Text under study:
Today’s votes in Hawaii, Idaho, and Michigan are largely irrelevant. As long as Trump gets at least 30 percent of the delegates, he’s fine. The only relevance they have at this point is to the extent they indicate the results in Florida, Ohio, and Missouri, as Trump needs to take two of the three winner-takes-all states.

And just because it’s funny:


They made him inevitable

Finally, a conservative who gets it. Does Donald Trump scare you? Good, he should. And if the GOPe manages to stop him, you’re going to like who comes next even less.

This election is the Republican Altamont, where conservatives got knifed by the Hell’s Angels. It’s our own fault too – the GOP teased its base, looked down upon it, lied to it, and when it turned out it wasn’t playing games and pulled a blade the establishment wasn’t ready.

I spent the last few days at CPAC, surrounded by conservatives, and there was a clear preference for focusing on the symptom – Donald Trump and his myriad failings – rather than the disease. Our problem is not this digitally-challenged, bizarrely phallocentric clown; it’s our failure to represent the people left behind as we got ahead.

Donald Trump is the fault of the GOP elite, including movement conservatives, who failed to listen, who failed to follow through, who thought we were meant to lead the benighted past their narrow self-interests and unseemly prejudices to a wonderful new world reflecting our benevolent self-interests and elite prejudices. Funny how the conservative, globalized utopia we sought to impose always worked out really well for us. Except those left behind aren’t laughing.

Trumpism isn’t merely about unfocused anger – it would be super-convenient to write this off as a temper tantrum that will soon blow over and allow us to get back to the business as usual of ignoring the pleas (which are now demands) to stop the immigration disaster, to address the fallout of free trade, and to stop the useless sacrifice of our sons and daughters in wars we’re too damn gutless to win. But it isn’t. Again and again Republicans promised to solve these problems and yet every single time they’ve lied. Rubio got elected in Florida promising to oppose amnesty then not only fails to do so but stands up with the Democrats and did the exact opposite. And we’re surprised a candidate comes along and points that out?

Work instructions:
1. Answer these questions from the election commentary.
(a) In which three states are today's votes called largely irrelevant?
(b) What event did the writer spend the last few days at?
(c) Who got elected in Florida promising to oppose amnesty?
2. Retype the election commentary between "Trumpism isn’t merely" and "points that out?", inclusive.
3. List every U.S. state named in the election commentary.

[Natural-language descriptions of regions]
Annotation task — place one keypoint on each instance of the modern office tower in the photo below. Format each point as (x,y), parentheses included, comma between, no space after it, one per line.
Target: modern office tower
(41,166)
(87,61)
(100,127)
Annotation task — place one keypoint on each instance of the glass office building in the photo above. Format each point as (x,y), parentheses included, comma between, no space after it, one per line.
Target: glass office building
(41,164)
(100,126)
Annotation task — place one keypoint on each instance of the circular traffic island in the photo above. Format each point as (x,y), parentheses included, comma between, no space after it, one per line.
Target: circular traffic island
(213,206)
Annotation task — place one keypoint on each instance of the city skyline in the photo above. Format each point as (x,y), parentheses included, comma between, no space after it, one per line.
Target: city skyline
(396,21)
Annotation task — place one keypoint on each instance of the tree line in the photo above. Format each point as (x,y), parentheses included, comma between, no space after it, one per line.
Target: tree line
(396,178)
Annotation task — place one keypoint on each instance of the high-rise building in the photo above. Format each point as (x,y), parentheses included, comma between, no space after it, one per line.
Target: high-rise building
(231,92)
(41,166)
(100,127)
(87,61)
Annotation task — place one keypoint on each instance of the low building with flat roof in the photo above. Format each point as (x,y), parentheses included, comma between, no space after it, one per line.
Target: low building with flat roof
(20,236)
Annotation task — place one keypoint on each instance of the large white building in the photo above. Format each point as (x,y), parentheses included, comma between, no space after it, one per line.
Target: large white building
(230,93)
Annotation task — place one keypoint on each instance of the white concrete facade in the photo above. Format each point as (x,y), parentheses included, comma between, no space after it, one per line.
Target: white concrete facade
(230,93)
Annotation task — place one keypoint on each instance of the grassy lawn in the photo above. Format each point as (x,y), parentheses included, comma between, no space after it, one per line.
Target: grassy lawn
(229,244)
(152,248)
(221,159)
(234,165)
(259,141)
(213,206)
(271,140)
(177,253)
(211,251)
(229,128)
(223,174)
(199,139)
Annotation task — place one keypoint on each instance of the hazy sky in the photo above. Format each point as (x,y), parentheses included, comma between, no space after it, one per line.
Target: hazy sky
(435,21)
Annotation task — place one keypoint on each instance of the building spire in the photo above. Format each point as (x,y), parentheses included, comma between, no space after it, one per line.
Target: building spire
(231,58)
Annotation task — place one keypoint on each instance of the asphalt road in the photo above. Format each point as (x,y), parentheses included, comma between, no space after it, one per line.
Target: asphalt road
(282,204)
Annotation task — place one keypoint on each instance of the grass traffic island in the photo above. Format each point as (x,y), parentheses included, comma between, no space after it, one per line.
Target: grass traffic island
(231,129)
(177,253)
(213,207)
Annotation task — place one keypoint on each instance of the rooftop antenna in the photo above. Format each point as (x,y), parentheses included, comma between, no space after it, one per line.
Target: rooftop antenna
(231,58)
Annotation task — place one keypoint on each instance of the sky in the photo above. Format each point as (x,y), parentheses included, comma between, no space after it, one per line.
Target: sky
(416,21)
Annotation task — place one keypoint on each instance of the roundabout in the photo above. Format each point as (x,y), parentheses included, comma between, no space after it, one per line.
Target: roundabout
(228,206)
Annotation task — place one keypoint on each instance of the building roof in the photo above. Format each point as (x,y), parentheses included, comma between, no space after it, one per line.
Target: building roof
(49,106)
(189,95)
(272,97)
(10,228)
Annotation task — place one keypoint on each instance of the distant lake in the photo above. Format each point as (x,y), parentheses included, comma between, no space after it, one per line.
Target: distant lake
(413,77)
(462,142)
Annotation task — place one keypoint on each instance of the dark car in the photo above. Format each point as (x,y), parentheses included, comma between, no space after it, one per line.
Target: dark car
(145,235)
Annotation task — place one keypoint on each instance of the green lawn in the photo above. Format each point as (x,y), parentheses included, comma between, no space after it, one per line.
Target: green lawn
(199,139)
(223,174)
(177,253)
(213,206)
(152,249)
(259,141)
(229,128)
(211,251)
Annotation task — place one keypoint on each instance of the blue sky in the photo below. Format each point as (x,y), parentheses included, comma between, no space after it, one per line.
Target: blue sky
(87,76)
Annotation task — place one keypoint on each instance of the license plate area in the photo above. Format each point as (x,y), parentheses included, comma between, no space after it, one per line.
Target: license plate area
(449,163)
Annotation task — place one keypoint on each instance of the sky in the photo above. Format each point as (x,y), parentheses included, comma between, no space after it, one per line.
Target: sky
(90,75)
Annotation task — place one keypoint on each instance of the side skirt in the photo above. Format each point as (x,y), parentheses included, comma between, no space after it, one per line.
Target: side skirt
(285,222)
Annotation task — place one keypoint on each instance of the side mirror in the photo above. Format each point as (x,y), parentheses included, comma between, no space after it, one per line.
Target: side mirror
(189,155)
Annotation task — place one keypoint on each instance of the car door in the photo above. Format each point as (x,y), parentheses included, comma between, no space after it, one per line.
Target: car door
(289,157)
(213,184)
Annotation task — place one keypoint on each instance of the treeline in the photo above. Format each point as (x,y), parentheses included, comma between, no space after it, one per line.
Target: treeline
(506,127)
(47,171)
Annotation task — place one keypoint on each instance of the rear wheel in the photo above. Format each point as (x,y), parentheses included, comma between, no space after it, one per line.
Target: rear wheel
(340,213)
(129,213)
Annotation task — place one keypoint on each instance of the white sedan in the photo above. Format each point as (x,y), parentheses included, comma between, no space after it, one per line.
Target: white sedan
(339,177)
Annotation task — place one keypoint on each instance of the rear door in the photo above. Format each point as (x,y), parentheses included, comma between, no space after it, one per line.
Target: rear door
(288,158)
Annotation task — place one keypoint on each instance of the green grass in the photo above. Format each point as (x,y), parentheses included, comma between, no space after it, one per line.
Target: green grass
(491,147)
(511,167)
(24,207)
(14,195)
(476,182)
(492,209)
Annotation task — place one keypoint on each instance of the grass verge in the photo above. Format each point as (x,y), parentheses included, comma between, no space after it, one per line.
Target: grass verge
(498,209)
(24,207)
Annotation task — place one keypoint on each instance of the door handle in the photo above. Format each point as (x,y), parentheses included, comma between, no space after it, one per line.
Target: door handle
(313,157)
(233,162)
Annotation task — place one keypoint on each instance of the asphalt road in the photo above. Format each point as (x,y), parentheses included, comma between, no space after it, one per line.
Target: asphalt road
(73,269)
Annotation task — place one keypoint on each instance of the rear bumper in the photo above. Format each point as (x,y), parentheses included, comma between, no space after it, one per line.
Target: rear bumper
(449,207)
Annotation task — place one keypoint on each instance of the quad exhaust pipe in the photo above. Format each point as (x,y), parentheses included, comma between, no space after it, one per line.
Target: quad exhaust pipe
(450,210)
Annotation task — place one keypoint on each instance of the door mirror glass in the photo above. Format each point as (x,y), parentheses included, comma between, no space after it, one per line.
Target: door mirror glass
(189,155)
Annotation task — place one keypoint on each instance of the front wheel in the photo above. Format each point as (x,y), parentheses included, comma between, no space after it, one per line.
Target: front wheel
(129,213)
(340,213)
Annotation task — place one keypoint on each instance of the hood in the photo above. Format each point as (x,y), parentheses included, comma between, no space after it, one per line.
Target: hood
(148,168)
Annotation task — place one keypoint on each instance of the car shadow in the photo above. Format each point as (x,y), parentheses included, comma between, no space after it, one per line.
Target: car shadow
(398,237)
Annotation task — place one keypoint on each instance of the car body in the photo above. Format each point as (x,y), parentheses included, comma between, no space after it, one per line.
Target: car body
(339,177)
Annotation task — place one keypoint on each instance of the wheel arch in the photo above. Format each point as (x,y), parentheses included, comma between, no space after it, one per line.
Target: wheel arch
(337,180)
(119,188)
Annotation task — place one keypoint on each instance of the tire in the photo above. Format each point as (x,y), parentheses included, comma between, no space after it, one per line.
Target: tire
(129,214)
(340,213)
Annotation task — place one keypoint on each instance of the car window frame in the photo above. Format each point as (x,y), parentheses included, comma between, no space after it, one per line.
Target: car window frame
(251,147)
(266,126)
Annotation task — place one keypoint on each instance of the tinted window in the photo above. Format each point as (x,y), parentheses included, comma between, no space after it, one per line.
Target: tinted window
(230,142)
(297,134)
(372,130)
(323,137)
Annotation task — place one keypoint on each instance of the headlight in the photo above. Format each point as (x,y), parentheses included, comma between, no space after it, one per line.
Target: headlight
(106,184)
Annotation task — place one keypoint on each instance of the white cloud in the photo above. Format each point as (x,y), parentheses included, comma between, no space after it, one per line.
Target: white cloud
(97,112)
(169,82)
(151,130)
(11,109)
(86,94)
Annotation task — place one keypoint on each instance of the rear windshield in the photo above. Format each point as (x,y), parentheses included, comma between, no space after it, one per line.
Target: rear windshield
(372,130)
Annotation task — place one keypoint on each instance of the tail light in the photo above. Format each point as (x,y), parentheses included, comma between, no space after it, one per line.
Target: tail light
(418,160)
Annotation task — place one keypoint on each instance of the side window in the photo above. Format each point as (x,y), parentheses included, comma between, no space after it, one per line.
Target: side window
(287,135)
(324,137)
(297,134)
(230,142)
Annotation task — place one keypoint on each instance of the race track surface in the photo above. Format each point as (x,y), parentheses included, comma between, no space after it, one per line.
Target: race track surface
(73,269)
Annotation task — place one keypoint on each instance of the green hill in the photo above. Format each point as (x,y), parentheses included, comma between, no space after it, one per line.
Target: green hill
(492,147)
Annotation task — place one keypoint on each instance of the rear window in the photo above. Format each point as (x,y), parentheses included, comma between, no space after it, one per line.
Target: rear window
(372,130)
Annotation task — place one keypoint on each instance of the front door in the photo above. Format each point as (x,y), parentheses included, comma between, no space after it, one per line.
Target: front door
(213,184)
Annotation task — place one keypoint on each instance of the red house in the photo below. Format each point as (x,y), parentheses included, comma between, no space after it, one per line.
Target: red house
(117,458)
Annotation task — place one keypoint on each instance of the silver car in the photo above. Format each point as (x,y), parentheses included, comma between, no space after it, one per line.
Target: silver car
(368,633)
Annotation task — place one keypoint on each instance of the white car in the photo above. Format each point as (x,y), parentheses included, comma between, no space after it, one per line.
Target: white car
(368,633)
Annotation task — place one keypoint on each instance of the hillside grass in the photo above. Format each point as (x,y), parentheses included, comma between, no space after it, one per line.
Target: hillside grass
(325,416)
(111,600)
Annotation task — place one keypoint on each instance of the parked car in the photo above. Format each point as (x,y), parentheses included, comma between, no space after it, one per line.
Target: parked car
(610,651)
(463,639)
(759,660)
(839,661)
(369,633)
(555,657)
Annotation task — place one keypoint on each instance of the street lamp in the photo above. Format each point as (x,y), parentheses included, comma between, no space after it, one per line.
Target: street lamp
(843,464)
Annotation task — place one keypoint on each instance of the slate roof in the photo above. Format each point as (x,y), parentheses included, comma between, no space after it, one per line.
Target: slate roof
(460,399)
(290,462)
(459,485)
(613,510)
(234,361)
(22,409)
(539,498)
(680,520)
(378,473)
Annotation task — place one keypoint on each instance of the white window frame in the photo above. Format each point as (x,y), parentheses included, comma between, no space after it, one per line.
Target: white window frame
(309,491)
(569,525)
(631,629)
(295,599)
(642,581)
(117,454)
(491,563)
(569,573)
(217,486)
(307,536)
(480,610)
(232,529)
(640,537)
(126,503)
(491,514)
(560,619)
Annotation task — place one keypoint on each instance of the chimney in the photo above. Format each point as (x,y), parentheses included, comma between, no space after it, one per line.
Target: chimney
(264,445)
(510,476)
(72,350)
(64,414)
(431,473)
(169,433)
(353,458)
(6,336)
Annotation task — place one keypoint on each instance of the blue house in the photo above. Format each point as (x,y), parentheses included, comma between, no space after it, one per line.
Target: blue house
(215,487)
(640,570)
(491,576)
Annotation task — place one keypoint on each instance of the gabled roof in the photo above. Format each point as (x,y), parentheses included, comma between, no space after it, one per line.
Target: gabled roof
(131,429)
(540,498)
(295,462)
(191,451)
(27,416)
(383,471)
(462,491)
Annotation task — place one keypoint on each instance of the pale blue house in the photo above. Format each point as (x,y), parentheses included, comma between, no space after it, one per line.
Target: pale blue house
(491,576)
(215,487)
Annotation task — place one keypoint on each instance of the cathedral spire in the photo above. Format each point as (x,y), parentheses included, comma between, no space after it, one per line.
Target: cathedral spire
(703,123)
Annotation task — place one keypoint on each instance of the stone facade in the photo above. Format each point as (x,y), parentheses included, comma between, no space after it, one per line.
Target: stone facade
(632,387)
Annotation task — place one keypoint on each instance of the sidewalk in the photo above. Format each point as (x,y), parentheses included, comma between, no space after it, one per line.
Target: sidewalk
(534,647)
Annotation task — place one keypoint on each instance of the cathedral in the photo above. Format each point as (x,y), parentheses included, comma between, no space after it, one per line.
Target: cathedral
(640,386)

Answers for this exercise:
1.
(a) Hawaii, Idaho, and Michigan
(b) CPAC
(c) Rubio

2.
Trumpism isn’t merely about unfocused anger – it would be super-convenient to write this off as a temper tantrum that will soon blow over and allow us to get back to the business as usual of ignoring the pleas (which are now demands) to stop the immigration disaster, to address the fallout of free trade, and to stop the useless sacrifice of our sons and daughters in wars we’re too damn gutless to win. But it isn’t. Again and again Republicans promised to solve these problems and yet every single time they’ve lied. Rubio got elected in Florida promising to oppose amnesty then not only fails to do so but stands up with the Democrats and did the exact opposite. And we’re surprised a candidate comes along and points that out?

3. Hawaii, Idaho, Michigan, Florida, Ohio, Missouri